* **Document segment**:
* * * *

Abortion is illegal in South Korea. But women are demanding change. More than 235,000 people signed a petition, posted on September 30 on the presidential office website, that calls for the government to legalize abortion. And that should include access to mifepristone, an abortion-inducing drug available in many countries around the world.
The government allows members of the public to post a petition on its website for 30 days. In August, the new government of president Moon Jae-In pledged to formally respond within 30 days to any petition that gathers more than 200,000 signatures.
On November 26, the government responded by buying time.
In a 10-minute video, Cho Kuk, the senior presidential secretary of civil affairs, discussed the current restrictions on abortion and mentioned future legal reforms, referring to a constitutional challenge to the country's abortion laws by a doctor accused of performing illegal abortion. The case is expected to be heard in 2018.
Cho pledged that the government would develop a better sexual education program for teenagers, and provide more support for single mothers and adoptive families. But on abortion he said the government needs updated data to decide how to proceed, such as the number of abortions taking place and women's reasons for seeking abortion, he promised the government will collect new data in 2018.
He described the issue as “sensitive” saying government will use the term “interruption of pregnancy” rather than “abortion.”
If euphemisms are helpful, so be it. But the call for more data smacks of delaying tactics. Some things are already perfectly clear.
Today in South Korea, women may only legally obtain an abortion in highly restricted circumstances. An abortion is possible in cases of rape or incest, if the parents cannot marry legally, if continuation of the pregnancy is likely to jeopardize the pregnant woman's health, or when the pregnant woman or her spouse has one of a limited number of designated hereditary disorders or communicable diseases.

* * * *

* **Directions**:
1. List every date, month, or year mentioned in the article on South Korea's abortion law, giving each one only once.
2. Continue the article on South Korea's abortion law, starting after its last sentence.
The data after this article is separate material and has nothing to do with it.

* **Data extract**:
* * * *

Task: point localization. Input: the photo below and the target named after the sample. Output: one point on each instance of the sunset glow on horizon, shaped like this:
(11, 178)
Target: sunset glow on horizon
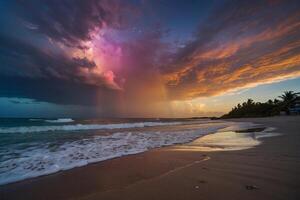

* * * *

* **Activity answers**:
1. September 30, August, November 26, 2018

2.
Married women need their spouse's permission for an abortion, and any abortion, regardless of motivation or context, is prohibited after 24 weeks of pregnancy.
Current South Korean law punishes a woman who has an illegal abortion with up to one year in prison or fines up to 2 million won ($1,820). Healthcare workers who provide abortions face up to two years in prison.
Despite these restrictions, abortion is widely available in South Korea, and prosecutions for abortion are rare. But in recent years there has been growing tension over the issue, and abortion foes have pushed for tougher enforcement.
Abortion is still a sensitive issue in South Korea, which struggles with the consequences of a falling birthrate and rapidly aging population. But it is also clear that when governments restrict abortion, women still have abortions — they just have more dangerous ones.
According to the U.N., in 2011 the average unsafe abortion rate was more than four times greater in countries with restrictive abortion policies than in countries with liberal abortion policies.
Measures such as enhanced access to prenatal and obstetric care, generous parental leave for both women and men, equality and lack of stigma for single and unmarried parents and their children, free or subsidized child care, and improved access to high quality free education for children could both help promote gender equality and make it easier for South Koreans to choose to become parents.
President Moon has taken several important steps to improve women's rights. He made a campaign promise to have a Cabinet that is at least 30 percent women — and kept that promise.
In another positive step, the government recently pledged to strengthen its law on workplace sexual harassment. So he is off to a good start, and he should now lead a comprehensive effort to reform laws and policies to increase gender equality. There is a lot to fix.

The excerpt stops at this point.